-- START --
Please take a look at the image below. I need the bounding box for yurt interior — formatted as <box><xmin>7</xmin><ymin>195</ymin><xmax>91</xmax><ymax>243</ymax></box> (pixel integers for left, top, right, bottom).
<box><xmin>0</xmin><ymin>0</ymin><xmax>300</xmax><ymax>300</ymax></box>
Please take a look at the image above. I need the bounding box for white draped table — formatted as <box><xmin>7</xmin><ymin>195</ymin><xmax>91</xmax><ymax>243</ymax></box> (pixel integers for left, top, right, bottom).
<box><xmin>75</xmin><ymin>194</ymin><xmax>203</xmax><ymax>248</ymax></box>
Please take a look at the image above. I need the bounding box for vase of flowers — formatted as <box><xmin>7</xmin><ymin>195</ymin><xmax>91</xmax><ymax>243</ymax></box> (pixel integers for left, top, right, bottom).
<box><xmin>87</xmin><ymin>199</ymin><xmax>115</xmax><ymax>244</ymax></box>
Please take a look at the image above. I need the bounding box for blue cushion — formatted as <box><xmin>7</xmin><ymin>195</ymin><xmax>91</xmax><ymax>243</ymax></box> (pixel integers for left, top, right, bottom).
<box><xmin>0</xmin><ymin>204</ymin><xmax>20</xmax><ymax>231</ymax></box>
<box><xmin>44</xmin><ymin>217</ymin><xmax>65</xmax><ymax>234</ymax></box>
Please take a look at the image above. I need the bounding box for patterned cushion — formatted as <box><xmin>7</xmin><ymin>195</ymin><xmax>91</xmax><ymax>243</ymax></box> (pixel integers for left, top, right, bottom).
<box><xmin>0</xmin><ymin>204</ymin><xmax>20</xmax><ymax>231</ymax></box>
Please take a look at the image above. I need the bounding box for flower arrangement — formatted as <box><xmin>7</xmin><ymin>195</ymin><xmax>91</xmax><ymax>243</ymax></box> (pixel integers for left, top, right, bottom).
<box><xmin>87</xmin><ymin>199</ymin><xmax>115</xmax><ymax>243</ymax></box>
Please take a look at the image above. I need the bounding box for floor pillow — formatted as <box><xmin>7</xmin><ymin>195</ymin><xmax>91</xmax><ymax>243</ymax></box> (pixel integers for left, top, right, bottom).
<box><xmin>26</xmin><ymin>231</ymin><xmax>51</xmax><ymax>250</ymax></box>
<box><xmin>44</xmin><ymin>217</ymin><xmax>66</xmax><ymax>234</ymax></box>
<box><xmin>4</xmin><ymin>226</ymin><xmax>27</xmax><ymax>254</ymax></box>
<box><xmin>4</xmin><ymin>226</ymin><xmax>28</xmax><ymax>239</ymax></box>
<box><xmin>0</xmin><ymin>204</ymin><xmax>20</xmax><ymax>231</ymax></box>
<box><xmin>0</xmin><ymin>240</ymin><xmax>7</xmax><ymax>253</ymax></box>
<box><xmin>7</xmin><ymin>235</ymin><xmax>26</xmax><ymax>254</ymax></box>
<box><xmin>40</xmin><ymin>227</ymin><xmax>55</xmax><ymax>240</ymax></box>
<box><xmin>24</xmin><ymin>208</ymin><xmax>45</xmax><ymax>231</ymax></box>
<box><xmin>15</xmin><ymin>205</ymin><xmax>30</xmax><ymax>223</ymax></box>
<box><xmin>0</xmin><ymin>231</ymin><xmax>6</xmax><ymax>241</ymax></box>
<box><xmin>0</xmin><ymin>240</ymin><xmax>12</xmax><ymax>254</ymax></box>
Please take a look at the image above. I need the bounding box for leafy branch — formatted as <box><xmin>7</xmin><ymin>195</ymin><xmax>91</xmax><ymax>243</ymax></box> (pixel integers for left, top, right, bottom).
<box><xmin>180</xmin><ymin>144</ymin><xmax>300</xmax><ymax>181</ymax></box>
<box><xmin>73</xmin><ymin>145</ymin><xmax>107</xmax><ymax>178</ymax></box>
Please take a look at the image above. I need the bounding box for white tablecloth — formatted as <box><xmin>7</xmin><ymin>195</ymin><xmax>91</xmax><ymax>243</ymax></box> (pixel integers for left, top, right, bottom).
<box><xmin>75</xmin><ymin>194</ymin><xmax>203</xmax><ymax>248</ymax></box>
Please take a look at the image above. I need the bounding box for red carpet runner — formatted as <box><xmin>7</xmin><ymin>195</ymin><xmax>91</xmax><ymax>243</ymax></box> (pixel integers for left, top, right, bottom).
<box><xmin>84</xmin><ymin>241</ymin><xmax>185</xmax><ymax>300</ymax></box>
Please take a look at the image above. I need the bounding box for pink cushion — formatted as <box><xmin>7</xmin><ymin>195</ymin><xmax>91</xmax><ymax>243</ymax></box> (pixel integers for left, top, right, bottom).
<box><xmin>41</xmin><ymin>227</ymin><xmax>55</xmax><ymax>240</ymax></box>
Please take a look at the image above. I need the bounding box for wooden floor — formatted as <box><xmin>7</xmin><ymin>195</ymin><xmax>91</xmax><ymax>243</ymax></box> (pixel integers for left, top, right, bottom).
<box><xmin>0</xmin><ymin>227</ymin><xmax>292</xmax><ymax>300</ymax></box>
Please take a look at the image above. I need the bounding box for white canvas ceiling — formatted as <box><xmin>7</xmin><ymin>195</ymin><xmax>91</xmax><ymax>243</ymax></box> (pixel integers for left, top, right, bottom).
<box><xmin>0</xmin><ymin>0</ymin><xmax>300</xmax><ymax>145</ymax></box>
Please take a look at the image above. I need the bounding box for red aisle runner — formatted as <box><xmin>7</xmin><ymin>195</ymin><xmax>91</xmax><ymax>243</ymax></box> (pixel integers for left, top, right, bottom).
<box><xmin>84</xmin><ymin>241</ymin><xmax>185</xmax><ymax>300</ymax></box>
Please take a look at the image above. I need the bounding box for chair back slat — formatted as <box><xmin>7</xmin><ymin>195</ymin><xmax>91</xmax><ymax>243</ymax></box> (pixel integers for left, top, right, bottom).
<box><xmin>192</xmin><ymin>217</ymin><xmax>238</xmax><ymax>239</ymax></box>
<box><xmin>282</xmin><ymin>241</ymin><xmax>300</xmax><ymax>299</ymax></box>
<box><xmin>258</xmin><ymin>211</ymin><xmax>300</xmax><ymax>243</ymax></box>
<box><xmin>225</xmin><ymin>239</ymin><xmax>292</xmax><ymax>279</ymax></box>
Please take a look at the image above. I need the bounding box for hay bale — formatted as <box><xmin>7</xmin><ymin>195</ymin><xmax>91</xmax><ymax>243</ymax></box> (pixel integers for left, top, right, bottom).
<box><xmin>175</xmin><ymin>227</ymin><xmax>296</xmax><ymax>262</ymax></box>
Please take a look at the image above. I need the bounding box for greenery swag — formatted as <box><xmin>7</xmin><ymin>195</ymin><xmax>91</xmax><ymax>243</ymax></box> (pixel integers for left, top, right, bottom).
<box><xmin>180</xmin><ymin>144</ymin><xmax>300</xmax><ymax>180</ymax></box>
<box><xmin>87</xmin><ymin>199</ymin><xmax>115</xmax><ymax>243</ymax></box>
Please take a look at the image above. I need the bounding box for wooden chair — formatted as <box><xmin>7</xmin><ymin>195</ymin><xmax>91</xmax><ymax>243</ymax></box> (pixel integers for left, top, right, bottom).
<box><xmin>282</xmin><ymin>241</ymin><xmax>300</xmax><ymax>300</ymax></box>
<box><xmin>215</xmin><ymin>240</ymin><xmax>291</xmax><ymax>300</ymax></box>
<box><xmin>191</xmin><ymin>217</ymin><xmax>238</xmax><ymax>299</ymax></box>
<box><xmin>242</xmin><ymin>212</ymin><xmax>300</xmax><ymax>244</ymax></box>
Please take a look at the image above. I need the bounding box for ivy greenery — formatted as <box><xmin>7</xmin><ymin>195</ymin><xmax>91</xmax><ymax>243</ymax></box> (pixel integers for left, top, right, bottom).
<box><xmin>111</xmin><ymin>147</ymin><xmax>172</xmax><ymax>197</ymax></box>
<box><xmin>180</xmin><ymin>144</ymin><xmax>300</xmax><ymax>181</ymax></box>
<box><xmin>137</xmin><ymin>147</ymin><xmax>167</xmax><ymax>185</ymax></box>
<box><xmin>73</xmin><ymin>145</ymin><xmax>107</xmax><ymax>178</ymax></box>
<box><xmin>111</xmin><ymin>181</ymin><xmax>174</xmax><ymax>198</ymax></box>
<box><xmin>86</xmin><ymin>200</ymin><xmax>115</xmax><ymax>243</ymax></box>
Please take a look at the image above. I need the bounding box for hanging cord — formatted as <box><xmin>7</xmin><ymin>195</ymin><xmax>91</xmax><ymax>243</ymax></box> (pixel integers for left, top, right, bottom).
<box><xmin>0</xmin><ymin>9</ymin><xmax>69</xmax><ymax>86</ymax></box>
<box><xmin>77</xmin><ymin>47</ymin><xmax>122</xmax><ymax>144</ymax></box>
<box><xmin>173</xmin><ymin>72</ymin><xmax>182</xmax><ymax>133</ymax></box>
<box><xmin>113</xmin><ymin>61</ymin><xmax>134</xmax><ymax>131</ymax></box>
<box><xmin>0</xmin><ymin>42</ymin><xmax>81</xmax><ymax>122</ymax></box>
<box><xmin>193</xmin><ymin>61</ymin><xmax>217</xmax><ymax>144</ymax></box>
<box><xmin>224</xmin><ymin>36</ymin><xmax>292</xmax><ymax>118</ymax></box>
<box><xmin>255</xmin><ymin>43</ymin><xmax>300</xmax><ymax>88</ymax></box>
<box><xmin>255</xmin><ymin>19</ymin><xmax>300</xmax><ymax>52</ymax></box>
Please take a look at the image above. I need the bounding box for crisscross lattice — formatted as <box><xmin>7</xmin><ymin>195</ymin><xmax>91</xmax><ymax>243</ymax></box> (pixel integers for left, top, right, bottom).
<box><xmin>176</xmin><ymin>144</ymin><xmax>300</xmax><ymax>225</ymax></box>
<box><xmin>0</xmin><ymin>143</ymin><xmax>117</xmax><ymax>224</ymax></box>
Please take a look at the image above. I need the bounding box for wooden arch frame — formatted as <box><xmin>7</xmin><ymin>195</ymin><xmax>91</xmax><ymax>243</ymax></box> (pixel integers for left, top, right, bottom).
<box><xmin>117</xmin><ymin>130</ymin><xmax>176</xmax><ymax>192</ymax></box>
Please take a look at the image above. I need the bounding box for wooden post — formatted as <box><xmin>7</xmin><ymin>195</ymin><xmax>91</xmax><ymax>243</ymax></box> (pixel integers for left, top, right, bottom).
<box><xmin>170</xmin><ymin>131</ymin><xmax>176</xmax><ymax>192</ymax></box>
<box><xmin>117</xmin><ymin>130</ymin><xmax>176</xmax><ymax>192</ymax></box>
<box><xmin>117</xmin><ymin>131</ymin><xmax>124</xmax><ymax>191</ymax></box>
-- END --
_What this task involves_
Select every line of the listing above that contains the string "vase", and reproduce each one in full.

_Solution_
Please take a look at the image above. I need the bounding box for vase of flowers — formatted as <box><xmin>7</xmin><ymin>195</ymin><xmax>91</xmax><ymax>243</ymax></box> (pixel integers for left, top, right, bottom).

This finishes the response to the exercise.